In the listing below, find the line containing "Each instance of the paved road". Write out that line and every line after it to the end, exactly and only those.

START Material for this exercise

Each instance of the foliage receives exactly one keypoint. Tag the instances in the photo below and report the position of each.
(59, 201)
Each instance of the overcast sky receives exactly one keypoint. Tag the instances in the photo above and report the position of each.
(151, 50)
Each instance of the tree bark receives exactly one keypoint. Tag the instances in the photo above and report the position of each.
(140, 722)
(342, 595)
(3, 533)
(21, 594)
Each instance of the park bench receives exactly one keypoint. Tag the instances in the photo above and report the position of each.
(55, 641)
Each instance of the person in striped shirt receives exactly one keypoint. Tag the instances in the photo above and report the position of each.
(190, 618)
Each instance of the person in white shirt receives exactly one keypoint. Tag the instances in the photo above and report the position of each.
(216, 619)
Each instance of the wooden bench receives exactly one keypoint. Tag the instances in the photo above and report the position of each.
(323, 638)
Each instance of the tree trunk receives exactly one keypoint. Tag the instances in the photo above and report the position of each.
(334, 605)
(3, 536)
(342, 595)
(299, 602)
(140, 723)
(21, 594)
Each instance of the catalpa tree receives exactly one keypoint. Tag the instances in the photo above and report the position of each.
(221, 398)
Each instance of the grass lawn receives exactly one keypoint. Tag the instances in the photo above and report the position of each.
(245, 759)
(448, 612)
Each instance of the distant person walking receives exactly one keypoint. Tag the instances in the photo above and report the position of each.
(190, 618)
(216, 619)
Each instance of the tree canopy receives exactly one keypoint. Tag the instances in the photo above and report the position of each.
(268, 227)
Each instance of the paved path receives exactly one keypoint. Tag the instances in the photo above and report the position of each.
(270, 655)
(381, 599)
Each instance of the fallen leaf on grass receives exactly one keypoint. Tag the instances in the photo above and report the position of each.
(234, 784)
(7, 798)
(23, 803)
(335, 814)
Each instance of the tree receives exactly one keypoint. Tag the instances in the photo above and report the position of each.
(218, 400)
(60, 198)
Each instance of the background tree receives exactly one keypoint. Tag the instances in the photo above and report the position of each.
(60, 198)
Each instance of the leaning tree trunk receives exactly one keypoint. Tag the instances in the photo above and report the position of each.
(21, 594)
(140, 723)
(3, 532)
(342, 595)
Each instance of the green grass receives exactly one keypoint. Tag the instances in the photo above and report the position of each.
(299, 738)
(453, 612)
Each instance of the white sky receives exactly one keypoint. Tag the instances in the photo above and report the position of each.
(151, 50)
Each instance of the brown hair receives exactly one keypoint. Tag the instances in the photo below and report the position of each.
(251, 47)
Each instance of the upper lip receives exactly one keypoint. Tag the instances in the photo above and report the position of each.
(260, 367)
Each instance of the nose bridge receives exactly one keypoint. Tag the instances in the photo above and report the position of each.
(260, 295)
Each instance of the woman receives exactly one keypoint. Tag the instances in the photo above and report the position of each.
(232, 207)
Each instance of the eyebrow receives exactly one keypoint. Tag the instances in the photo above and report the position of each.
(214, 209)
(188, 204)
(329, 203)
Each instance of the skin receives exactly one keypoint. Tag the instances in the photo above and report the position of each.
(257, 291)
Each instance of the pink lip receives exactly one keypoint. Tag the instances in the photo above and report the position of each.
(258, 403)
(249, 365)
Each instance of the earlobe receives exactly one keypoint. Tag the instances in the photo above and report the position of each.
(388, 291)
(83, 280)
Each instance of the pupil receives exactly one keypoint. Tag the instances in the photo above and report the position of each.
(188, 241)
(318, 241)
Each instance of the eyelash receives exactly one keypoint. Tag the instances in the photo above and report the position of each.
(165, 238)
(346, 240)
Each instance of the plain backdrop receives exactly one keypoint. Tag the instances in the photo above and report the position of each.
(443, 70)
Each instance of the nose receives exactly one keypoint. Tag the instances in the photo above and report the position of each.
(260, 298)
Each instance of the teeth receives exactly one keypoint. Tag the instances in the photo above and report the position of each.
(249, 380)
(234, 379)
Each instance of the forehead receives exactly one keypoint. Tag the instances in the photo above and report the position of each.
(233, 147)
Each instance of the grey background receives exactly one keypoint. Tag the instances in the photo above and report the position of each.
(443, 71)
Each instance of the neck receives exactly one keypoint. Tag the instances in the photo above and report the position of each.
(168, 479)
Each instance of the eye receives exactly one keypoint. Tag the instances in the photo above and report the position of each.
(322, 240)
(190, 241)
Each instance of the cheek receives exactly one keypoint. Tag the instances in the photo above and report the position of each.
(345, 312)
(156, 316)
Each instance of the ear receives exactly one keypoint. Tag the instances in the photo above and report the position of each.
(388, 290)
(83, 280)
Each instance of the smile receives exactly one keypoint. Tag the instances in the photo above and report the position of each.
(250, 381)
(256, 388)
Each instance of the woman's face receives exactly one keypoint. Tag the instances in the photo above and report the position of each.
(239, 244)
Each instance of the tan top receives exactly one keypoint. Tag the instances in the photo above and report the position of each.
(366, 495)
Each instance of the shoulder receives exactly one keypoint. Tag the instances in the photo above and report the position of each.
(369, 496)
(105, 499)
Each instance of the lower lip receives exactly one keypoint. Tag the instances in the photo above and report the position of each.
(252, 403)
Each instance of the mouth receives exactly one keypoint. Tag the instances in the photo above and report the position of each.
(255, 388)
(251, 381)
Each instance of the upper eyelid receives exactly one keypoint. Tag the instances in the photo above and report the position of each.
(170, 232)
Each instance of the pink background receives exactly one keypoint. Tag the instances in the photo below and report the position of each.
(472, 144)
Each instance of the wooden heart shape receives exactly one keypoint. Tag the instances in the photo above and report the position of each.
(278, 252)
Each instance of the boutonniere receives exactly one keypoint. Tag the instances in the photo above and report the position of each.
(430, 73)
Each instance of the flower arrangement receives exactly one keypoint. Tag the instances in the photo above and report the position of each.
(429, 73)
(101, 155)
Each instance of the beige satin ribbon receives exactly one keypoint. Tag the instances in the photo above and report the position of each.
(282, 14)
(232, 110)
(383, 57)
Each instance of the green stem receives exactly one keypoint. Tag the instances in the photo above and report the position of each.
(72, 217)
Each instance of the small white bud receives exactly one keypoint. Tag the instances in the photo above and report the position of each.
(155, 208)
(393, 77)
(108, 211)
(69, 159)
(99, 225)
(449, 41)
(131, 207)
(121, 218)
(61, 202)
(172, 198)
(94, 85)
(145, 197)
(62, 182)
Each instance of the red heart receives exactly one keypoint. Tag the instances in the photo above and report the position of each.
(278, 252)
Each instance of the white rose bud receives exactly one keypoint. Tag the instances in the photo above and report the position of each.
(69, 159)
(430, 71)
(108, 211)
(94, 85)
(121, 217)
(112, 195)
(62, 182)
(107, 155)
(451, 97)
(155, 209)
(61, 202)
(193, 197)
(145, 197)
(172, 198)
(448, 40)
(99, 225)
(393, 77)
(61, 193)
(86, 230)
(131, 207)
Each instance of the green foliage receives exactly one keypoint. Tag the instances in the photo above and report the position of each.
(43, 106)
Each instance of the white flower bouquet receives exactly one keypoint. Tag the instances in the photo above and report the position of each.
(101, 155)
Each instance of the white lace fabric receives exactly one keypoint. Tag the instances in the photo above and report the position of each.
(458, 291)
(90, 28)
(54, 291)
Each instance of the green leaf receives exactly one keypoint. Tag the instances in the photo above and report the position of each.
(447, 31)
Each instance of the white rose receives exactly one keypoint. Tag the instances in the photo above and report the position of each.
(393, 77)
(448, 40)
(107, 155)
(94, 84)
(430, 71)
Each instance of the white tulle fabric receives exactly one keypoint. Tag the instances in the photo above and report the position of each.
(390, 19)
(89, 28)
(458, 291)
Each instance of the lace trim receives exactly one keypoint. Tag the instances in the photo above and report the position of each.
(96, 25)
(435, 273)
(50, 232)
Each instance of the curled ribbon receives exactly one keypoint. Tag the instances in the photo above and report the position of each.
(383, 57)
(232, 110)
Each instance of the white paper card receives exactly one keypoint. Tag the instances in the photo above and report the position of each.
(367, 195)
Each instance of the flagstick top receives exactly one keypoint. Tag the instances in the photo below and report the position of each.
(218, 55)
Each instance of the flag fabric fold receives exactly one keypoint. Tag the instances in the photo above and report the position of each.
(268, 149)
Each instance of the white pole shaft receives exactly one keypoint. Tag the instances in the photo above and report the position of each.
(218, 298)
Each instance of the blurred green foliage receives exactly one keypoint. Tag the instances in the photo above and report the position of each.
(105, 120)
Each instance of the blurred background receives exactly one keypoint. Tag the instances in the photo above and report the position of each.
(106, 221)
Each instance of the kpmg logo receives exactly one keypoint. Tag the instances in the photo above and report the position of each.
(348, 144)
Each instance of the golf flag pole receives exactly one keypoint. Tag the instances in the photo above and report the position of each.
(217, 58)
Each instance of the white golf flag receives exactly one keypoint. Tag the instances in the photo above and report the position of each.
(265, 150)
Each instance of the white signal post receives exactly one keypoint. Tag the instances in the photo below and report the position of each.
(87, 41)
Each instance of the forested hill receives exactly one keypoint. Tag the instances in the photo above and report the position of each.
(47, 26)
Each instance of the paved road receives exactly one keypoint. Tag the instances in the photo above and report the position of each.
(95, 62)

END Material for this exercise

Worked solution »
Each instance of the paved road receives exactly one keypoint. Tag the instances in the photo above and report the position of each.
(95, 62)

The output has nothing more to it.